Records of labeled points:
- - - - - - -

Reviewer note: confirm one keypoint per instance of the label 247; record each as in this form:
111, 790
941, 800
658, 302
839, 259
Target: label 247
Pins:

- - - - - - -

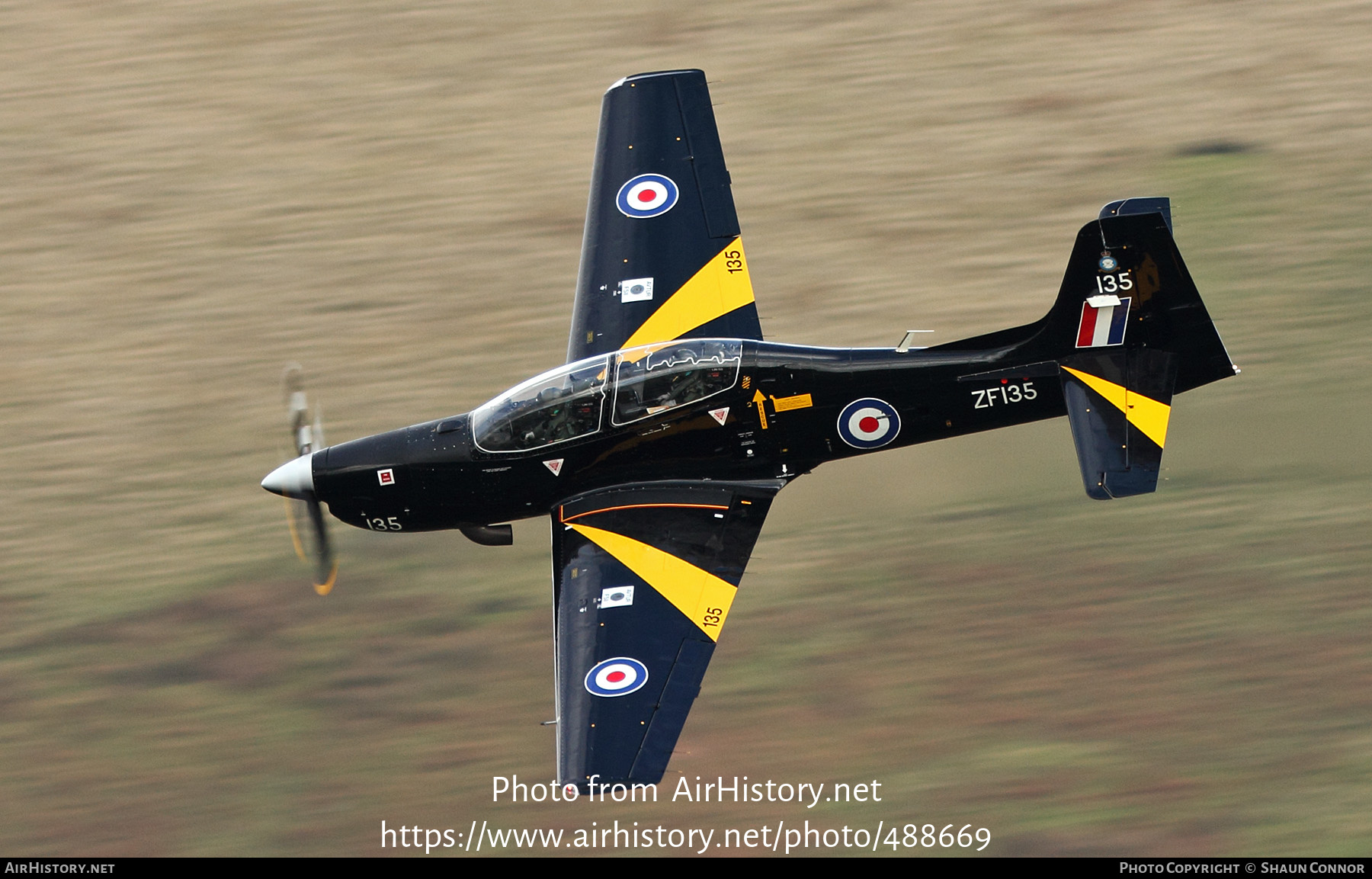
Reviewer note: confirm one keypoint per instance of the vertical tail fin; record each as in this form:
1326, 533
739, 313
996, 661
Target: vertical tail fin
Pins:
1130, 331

- - - - - - -

| EXERCISE TASK |
List every line of the records above that contains the string "note", treating uppercase and lowercase letters as different.

| THE RESULT |
Reviewer note: confirm one keypoint per instance of the label 247; record each as in this form:
Reviewer note: confirm one keypoint per instance of the vertical tail fin; record each as in this form:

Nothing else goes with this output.